--- Begin Entries ---

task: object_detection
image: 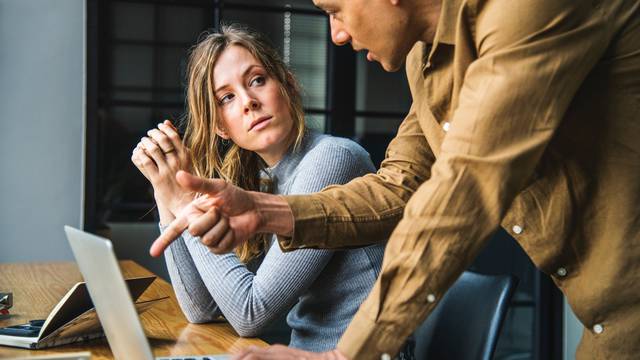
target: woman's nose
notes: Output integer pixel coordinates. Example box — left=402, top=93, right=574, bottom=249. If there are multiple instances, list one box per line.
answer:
left=244, top=97, right=260, bottom=114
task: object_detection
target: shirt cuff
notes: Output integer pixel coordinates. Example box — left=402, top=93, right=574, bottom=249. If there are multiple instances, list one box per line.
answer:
left=277, top=195, right=328, bottom=252
left=337, top=308, right=406, bottom=360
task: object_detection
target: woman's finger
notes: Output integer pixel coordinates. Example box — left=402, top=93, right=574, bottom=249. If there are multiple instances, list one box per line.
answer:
left=209, top=226, right=235, bottom=254
left=141, top=137, right=167, bottom=168
left=189, top=207, right=229, bottom=242
left=131, top=149, right=158, bottom=178
left=147, top=129, right=176, bottom=154
left=158, top=120, right=185, bottom=154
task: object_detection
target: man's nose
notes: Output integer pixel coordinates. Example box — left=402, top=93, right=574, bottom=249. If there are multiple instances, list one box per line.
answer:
left=329, top=16, right=351, bottom=46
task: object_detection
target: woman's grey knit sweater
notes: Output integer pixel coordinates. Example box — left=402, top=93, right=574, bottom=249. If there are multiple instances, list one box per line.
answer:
left=165, top=132, right=384, bottom=351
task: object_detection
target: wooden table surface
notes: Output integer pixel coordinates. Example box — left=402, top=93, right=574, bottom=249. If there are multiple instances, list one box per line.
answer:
left=0, top=260, right=267, bottom=359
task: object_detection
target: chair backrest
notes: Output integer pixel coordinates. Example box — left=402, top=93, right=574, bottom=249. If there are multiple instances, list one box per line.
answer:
left=414, top=271, right=518, bottom=360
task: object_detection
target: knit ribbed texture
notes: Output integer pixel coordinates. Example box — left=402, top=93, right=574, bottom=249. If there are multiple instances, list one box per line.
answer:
left=161, top=132, right=384, bottom=351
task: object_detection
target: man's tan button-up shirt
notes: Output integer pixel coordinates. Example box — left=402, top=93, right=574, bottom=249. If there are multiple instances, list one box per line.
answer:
left=280, top=0, right=640, bottom=359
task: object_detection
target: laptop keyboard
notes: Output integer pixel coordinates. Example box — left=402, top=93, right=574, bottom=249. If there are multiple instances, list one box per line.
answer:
left=156, top=355, right=231, bottom=360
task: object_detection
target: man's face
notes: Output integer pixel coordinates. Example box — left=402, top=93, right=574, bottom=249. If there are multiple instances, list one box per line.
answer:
left=313, top=0, right=417, bottom=71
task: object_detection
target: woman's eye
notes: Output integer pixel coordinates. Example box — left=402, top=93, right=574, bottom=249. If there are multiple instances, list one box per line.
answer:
left=249, top=76, right=265, bottom=86
left=218, top=94, right=234, bottom=105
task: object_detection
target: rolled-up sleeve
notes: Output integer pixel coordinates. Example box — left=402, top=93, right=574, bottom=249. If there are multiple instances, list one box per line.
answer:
left=279, top=102, right=434, bottom=250
left=332, top=0, right=611, bottom=359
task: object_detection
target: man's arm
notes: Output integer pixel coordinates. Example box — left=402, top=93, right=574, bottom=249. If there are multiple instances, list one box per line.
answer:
left=336, top=0, right=611, bottom=359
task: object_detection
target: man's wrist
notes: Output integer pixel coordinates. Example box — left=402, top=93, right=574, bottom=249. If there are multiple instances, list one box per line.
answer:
left=251, top=192, right=294, bottom=236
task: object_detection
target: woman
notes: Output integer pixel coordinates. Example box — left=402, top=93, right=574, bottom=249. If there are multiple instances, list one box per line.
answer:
left=132, top=26, right=412, bottom=358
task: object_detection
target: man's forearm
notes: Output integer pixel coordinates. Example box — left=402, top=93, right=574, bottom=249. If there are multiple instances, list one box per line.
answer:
left=252, top=192, right=294, bottom=236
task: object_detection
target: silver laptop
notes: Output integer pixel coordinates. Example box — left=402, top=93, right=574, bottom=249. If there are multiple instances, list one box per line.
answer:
left=64, top=226, right=230, bottom=360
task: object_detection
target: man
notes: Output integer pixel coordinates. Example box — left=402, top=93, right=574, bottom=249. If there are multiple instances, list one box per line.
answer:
left=151, top=0, right=640, bottom=359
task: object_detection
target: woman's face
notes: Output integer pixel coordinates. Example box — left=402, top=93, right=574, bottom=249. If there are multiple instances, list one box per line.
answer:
left=213, top=45, right=293, bottom=166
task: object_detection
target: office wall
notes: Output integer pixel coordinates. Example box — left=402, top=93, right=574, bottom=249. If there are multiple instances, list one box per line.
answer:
left=0, top=0, right=85, bottom=262
left=564, top=300, right=584, bottom=360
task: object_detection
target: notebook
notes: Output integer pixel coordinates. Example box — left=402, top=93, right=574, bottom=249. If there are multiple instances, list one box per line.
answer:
left=0, top=276, right=168, bottom=349
left=64, top=226, right=230, bottom=360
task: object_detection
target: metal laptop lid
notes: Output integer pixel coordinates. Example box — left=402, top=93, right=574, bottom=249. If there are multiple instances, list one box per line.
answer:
left=64, top=226, right=153, bottom=360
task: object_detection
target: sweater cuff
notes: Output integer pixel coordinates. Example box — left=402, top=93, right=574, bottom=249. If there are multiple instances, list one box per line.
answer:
left=337, top=308, right=406, bottom=360
left=277, top=195, right=328, bottom=252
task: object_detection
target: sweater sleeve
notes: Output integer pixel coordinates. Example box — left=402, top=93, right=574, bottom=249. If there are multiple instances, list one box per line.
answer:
left=162, top=138, right=373, bottom=336
left=160, top=231, right=220, bottom=323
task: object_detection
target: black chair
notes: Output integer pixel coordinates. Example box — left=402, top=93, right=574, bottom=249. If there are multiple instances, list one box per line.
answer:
left=413, top=271, right=518, bottom=360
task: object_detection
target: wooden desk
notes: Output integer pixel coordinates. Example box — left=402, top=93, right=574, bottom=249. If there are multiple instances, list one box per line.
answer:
left=0, top=261, right=267, bottom=359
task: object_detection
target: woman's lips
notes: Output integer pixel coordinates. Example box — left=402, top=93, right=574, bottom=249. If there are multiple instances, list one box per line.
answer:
left=249, top=116, right=272, bottom=131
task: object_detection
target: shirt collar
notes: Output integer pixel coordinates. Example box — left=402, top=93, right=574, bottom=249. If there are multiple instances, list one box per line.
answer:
left=422, top=0, right=464, bottom=72
left=434, top=0, right=463, bottom=47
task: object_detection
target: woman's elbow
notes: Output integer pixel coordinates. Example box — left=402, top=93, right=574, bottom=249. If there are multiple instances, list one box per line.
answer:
left=230, top=321, right=267, bottom=337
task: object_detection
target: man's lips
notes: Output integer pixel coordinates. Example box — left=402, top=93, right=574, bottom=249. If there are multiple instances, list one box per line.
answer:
left=367, top=51, right=376, bottom=61
left=249, top=116, right=272, bottom=131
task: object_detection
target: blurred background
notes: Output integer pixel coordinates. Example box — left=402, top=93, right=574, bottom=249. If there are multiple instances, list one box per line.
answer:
left=0, top=0, right=582, bottom=359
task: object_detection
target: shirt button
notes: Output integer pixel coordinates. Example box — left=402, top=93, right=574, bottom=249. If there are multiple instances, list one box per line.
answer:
left=593, top=324, right=604, bottom=334
left=556, top=267, right=567, bottom=277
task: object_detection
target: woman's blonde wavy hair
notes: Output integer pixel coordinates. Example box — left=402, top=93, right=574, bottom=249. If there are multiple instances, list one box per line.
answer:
left=185, top=24, right=305, bottom=263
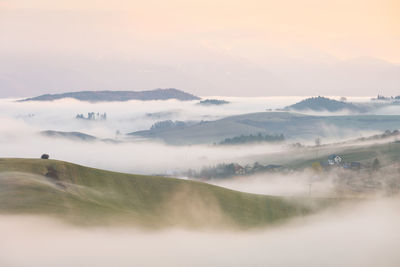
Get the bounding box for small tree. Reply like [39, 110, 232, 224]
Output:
[372, 158, 381, 171]
[314, 137, 321, 146]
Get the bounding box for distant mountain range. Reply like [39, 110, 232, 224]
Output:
[20, 88, 200, 102]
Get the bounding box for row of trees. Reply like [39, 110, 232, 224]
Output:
[75, 112, 107, 121]
[219, 133, 285, 145]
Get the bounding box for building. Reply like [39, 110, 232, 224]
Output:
[328, 154, 342, 165]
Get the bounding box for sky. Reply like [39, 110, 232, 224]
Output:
[0, 0, 400, 97]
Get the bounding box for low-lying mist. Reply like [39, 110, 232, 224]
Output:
[0, 199, 400, 267]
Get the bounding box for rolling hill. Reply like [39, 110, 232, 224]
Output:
[0, 158, 338, 228]
[128, 112, 400, 145]
[20, 88, 200, 102]
[285, 96, 368, 113]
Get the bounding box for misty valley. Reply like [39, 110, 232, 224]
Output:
[0, 89, 400, 266]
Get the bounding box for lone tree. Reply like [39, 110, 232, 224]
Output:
[372, 159, 381, 171]
[314, 137, 321, 146]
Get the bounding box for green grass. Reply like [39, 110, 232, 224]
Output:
[0, 159, 338, 228]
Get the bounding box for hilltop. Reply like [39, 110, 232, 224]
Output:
[285, 96, 367, 112]
[20, 88, 200, 102]
[0, 158, 337, 228]
[128, 112, 400, 145]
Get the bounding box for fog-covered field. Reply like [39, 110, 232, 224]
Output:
[0, 97, 400, 267]
[0, 199, 400, 267]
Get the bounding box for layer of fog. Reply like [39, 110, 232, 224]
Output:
[0, 97, 398, 177]
[207, 171, 336, 197]
[0, 199, 400, 267]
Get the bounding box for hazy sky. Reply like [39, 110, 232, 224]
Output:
[0, 0, 400, 96]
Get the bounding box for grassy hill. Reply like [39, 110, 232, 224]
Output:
[21, 88, 200, 102]
[130, 112, 400, 145]
[285, 96, 368, 112]
[0, 159, 337, 228]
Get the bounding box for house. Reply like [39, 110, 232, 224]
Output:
[350, 162, 361, 171]
[328, 154, 342, 165]
[234, 163, 245, 175]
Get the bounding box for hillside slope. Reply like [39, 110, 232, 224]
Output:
[21, 88, 200, 102]
[0, 159, 337, 228]
[129, 112, 400, 145]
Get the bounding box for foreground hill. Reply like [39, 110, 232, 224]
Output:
[21, 88, 200, 102]
[129, 112, 400, 145]
[0, 159, 337, 228]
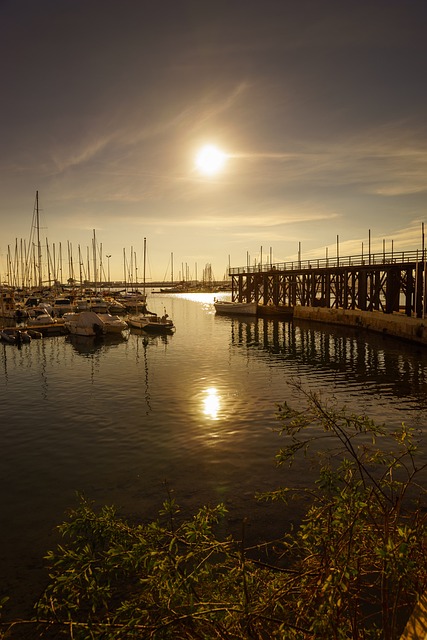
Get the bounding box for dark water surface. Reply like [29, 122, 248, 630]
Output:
[0, 294, 427, 613]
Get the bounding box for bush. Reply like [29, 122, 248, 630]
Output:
[5, 382, 427, 640]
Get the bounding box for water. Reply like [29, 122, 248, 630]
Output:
[0, 294, 427, 615]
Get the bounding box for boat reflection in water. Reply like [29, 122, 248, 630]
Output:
[0, 294, 427, 617]
[65, 333, 128, 356]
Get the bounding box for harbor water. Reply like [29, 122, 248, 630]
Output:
[0, 294, 427, 615]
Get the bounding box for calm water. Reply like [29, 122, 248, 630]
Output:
[0, 294, 427, 612]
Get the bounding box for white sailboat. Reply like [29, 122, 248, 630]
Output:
[127, 238, 175, 333]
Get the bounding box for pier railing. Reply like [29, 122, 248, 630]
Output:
[229, 249, 426, 276]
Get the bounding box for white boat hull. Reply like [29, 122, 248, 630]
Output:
[127, 314, 175, 333]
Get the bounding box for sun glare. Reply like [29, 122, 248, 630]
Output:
[196, 145, 227, 176]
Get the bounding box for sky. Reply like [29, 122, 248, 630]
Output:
[0, 0, 427, 281]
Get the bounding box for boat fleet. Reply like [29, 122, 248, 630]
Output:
[0, 288, 175, 345]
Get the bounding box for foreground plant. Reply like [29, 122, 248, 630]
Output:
[5, 390, 427, 640]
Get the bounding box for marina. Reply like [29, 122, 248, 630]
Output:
[0, 294, 427, 616]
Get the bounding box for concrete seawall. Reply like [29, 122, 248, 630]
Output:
[293, 305, 427, 346]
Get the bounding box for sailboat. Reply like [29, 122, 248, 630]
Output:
[126, 238, 175, 333]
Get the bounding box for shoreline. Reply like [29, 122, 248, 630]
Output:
[293, 305, 427, 346]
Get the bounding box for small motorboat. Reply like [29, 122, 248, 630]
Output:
[64, 311, 128, 336]
[126, 311, 175, 333]
[0, 327, 31, 345]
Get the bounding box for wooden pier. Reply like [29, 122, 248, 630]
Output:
[229, 251, 426, 318]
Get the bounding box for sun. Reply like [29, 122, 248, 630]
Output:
[196, 145, 227, 176]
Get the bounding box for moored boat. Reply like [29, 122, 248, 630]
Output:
[65, 311, 128, 336]
[0, 327, 31, 345]
[127, 312, 175, 333]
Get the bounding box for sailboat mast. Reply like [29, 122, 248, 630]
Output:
[143, 238, 147, 300]
[36, 191, 43, 288]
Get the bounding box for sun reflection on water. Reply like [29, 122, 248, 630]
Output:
[203, 387, 220, 420]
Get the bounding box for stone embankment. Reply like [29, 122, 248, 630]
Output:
[293, 305, 427, 346]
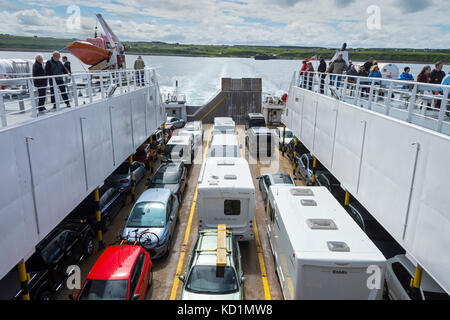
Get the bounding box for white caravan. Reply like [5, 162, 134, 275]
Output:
[266, 186, 386, 300]
[212, 117, 236, 135]
[165, 135, 194, 166]
[209, 133, 240, 158]
[245, 127, 275, 158]
[197, 158, 255, 241]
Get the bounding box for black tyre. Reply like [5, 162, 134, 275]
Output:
[83, 235, 95, 259]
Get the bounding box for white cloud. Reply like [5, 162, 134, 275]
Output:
[6, 0, 450, 48]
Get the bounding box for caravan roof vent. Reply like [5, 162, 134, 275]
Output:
[289, 188, 314, 197]
[306, 219, 337, 230]
[300, 199, 317, 207]
[327, 241, 350, 252]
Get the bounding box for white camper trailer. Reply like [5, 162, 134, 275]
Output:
[197, 158, 255, 241]
[266, 186, 386, 300]
[209, 133, 240, 158]
[165, 135, 194, 167]
[212, 117, 236, 135]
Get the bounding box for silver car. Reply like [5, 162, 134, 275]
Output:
[121, 188, 179, 260]
[106, 161, 145, 190]
[179, 229, 245, 300]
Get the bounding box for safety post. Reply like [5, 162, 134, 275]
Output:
[163, 122, 166, 155]
[94, 188, 103, 249]
[292, 136, 298, 176]
[17, 260, 30, 300]
[344, 191, 350, 207]
[311, 157, 317, 184]
[130, 156, 136, 201]
[410, 266, 423, 300]
[150, 135, 155, 173]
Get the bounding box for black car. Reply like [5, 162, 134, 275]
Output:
[0, 220, 95, 300]
[286, 139, 309, 164]
[316, 171, 345, 204]
[347, 201, 405, 259]
[70, 186, 127, 232]
[147, 162, 187, 203]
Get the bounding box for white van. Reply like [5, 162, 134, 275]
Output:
[197, 158, 255, 241]
[164, 135, 194, 167]
[209, 133, 240, 158]
[245, 127, 275, 158]
[212, 117, 236, 135]
[266, 186, 386, 300]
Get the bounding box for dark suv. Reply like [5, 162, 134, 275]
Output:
[70, 186, 127, 232]
[0, 220, 95, 300]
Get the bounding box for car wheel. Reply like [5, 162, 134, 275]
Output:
[39, 290, 53, 301]
[103, 217, 111, 232]
[83, 235, 95, 259]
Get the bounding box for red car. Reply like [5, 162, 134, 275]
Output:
[134, 143, 158, 169]
[76, 245, 152, 300]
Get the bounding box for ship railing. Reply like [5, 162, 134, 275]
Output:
[0, 68, 157, 127]
[291, 71, 450, 135]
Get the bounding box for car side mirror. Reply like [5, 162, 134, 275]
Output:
[133, 293, 141, 300]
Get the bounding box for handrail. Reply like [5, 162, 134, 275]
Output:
[291, 71, 450, 135]
[0, 68, 157, 127]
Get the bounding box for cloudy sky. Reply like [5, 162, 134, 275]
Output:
[0, 0, 450, 49]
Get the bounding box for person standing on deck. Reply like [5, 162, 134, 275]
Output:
[134, 56, 145, 86]
[333, 53, 347, 88]
[45, 51, 70, 109]
[33, 54, 48, 114]
[364, 57, 374, 72]
[317, 56, 327, 94]
[430, 61, 445, 109]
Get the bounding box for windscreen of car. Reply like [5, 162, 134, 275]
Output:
[114, 163, 130, 174]
[250, 119, 266, 127]
[136, 149, 146, 157]
[152, 166, 178, 184]
[78, 279, 128, 300]
[186, 266, 239, 294]
[272, 174, 294, 184]
[127, 202, 166, 228]
[211, 146, 239, 158]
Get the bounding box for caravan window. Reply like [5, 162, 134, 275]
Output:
[224, 200, 241, 216]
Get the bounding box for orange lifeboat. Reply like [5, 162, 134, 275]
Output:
[67, 41, 111, 66]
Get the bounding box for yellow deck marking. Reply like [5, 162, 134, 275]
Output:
[170, 125, 212, 300]
[238, 128, 272, 300]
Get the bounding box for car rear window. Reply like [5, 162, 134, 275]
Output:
[186, 266, 239, 294]
[78, 279, 128, 300]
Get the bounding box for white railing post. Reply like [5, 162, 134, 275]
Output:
[355, 77, 361, 105]
[88, 74, 93, 103]
[386, 81, 394, 115]
[52, 78, 60, 111]
[367, 79, 375, 110]
[116, 71, 123, 94]
[341, 75, 348, 98]
[71, 74, 79, 107]
[100, 72, 105, 100]
[28, 79, 37, 118]
[0, 90, 8, 127]
[406, 83, 418, 123]
[436, 88, 450, 132]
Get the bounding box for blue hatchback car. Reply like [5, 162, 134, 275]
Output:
[121, 188, 180, 260]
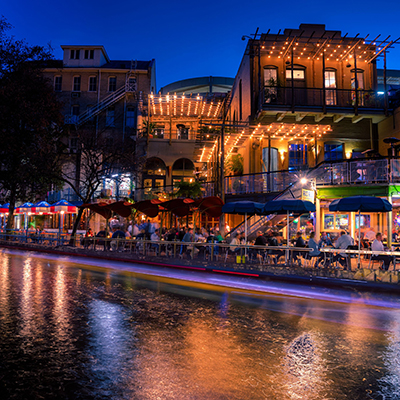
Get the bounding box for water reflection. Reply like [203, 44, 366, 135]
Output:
[0, 252, 400, 400]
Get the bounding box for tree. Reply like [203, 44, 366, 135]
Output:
[0, 17, 62, 229]
[61, 124, 138, 244]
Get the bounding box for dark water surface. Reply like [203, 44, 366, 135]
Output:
[0, 251, 400, 400]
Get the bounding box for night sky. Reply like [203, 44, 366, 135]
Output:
[0, 0, 400, 89]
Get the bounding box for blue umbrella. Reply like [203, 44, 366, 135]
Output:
[222, 201, 264, 215]
[264, 199, 315, 214]
[329, 196, 392, 212]
[264, 199, 315, 245]
[329, 196, 392, 267]
[222, 201, 264, 248]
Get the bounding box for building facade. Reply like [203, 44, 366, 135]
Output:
[44, 45, 156, 201]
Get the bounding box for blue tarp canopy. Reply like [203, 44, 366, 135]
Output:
[329, 196, 392, 212]
[222, 201, 264, 215]
[263, 199, 315, 214]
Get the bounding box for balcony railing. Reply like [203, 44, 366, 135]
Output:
[263, 86, 384, 109]
[135, 182, 215, 201]
[225, 158, 400, 195]
[144, 130, 196, 141]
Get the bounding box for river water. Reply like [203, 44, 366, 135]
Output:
[0, 250, 400, 400]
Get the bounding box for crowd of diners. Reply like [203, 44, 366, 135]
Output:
[77, 217, 397, 270]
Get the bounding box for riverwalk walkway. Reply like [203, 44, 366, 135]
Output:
[0, 234, 400, 292]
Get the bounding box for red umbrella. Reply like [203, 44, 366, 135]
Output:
[107, 200, 133, 218]
[161, 199, 195, 217]
[50, 200, 77, 214]
[132, 199, 161, 218]
[79, 203, 112, 219]
[195, 196, 224, 218]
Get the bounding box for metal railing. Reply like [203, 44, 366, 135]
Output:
[0, 232, 400, 283]
[225, 158, 400, 195]
[263, 86, 384, 110]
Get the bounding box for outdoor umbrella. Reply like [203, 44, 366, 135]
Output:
[264, 199, 315, 244]
[32, 201, 51, 214]
[132, 199, 161, 218]
[222, 201, 265, 242]
[50, 200, 77, 214]
[15, 202, 33, 229]
[329, 196, 392, 267]
[0, 203, 10, 214]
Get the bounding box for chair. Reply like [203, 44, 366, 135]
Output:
[368, 254, 383, 269]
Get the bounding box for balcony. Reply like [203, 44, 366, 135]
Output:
[262, 86, 385, 113]
[225, 158, 400, 195]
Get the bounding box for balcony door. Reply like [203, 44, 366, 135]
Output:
[325, 68, 337, 106]
[286, 65, 307, 106]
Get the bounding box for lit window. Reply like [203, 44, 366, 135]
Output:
[69, 49, 80, 60]
[85, 50, 94, 60]
[54, 75, 62, 92]
[106, 107, 115, 127]
[108, 76, 117, 92]
[89, 76, 97, 92]
[324, 143, 343, 161]
[286, 69, 305, 80]
[72, 76, 81, 92]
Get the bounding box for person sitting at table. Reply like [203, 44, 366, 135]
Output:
[83, 228, 93, 250]
[371, 232, 393, 271]
[332, 231, 354, 269]
[267, 230, 285, 264]
[318, 232, 333, 249]
[364, 228, 376, 243]
[95, 228, 110, 251]
[307, 231, 325, 268]
[292, 231, 306, 265]
[150, 229, 160, 252]
[111, 226, 125, 251]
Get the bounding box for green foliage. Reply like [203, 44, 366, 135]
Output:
[175, 181, 202, 199]
[0, 18, 63, 228]
[225, 154, 244, 175]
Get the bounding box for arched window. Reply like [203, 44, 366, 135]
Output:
[143, 157, 167, 191]
[172, 158, 194, 185]
[264, 65, 279, 103]
[289, 140, 308, 170]
[286, 64, 306, 81]
[324, 142, 343, 161]
[325, 68, 337, 106]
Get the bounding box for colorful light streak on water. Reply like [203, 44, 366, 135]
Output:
[0, 251, 400, 400]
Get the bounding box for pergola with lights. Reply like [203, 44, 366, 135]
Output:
[149, 94, 222, 118]
[253, 25, 400, 63]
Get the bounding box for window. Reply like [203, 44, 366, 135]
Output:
[89, 76, 97, 92]
[128, 78, 136, 92]
[286, 68, 306, 80]
[71, 104, 79, 124]
[289, 142, 308, 169]
[85, 50, 94, 60]
[54, 75, 62, 92]
[176, 124, 189, 140]
[108, 76, 117, 92]
[72, 76, 81, 92]
[264, 66, 278, 86]
[69, 49, 80, 60]
[106, 107, 115, 127]
[126, 107, 135, 128]
[264, 66, 278, 103]
[324, 143, 343, 161]
[325, 69, 336, 106]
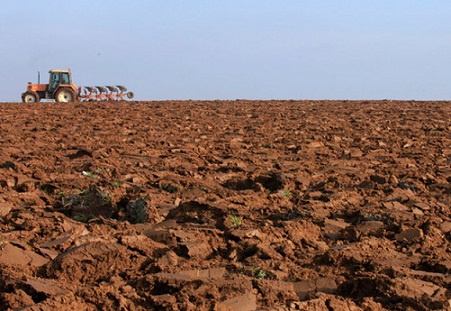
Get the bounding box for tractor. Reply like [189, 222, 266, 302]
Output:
[22, 69, 77, 103]
[22, 69, 134, 103]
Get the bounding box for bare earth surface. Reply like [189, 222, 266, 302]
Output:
[0, 101, 451, 311]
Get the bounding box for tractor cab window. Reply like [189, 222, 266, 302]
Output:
[61, 72, 69, 84]
[50, 72, 60, 91]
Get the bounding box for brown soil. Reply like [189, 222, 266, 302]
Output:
[0, 101, 451, 311]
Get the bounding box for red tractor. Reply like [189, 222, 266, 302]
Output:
[22, 69, 134, 103]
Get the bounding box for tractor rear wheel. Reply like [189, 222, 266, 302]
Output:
[22, 91, 39, 103]
[55, 89, 75, 103]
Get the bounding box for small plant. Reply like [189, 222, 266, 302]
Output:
[159, 184, 180, 193]
[227, 213, 241, 228]
[280, 189, 291, 199]
[252, 267, 266, 279]
[83, 171, 98, 179]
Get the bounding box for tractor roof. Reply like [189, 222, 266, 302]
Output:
[49, 69, 70, 73]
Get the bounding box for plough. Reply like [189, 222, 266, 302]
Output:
[77, 85, 134, 101]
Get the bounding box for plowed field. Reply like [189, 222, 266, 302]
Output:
[0, 100, 451, 311]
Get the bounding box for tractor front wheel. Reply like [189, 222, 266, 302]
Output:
[22, 91, 39, 103]
[55, 89, 75, 103]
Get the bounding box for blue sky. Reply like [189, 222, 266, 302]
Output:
[0, 0, 451, 102]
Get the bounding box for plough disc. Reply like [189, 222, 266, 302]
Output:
[77, 85, 134, 101]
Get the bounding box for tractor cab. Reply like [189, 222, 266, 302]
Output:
[47, 69, 72, 93]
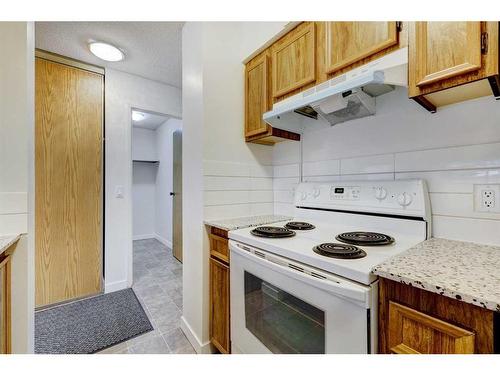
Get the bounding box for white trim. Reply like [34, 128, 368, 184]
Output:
[154, 233, 172, 249]
[181, 316, 215, 354]
[104, 280, 132, 293]
[132, 233, 156, 241]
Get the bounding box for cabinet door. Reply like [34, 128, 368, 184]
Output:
[271, 22, 316, 98]
[245, 52, 270, 137]
[325, 22, 398, 74]
[409, 22, 481, 87]
[389, 301, 474, 354]
[210, 258, 231, 353]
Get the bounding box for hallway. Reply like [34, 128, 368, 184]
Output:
[100, 239, 196, 354]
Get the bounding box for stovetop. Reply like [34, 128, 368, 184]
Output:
[229, 180, 432, 285]
[229, 218, 425, 285]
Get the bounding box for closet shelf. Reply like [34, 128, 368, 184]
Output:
[132, 159, 160, 164]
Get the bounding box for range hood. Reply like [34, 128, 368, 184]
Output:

--- End Entries ---

Task directions – Format the lines of the items from the line containing "Get the bounding box for range" through the end, inclusive, as a numbered list, leaving out any blank lines.

The answer –
1. Get the bounding box for range hood. Reply like [34, 128, 368, 184]
2. Output:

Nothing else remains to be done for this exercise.